---------- PROVIDED DATA
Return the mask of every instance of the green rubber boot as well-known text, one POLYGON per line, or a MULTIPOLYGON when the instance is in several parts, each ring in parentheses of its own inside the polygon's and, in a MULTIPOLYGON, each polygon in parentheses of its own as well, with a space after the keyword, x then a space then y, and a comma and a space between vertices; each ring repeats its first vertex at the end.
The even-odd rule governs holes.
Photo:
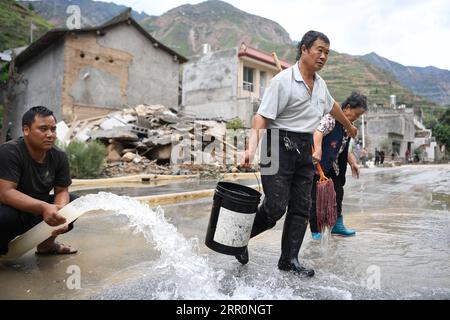
POLYGON ((351 237, 351 236, 354 236, 356 234, 356 232, 352 229, 347 229, 344 226, 344 218, 342 216, 340 216, 337 219, 336 224, 334 225, 333 229, 331 230, 331 234, 335 234, 335 235, 342 236, 342 237, 351 237))

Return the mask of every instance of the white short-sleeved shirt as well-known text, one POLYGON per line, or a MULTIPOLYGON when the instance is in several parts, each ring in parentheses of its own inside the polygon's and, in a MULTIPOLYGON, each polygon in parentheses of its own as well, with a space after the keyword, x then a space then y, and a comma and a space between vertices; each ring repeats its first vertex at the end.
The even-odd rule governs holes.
--------------------
◆ INSTRUCTIONS FOR THE TASK
Please copy each line of the entries in which the word "first" shows up.

◆ TASK ANSWER
Return the mask of every instance of the green rubber boot as well-known text, one POLYGON per line, or a MULTIPOLYGON when the instance is in several parts, each ring in parentheses of its own inside the polygon's and, in a MULTIPOLYGON, each polygon in parentheses of its own as well, with a space after the keyword, x then a space then y, and a comma and a space between vertices; each ring repeats its first vertex at the end.
Return the mask of every instance of the white short-sleeved shirt as well-known text, one POLYGON per line, or a MULTIPOLYGON when the instance is in several parts, each ring in parentheses of its own inside the polygon's and, in a MULTIPOLYGON, each polygon in parentheses of its own as well, with a space after the keyword, x then a space then y, and a comma and a space between vertices; each ring repeats its first vertex at the end.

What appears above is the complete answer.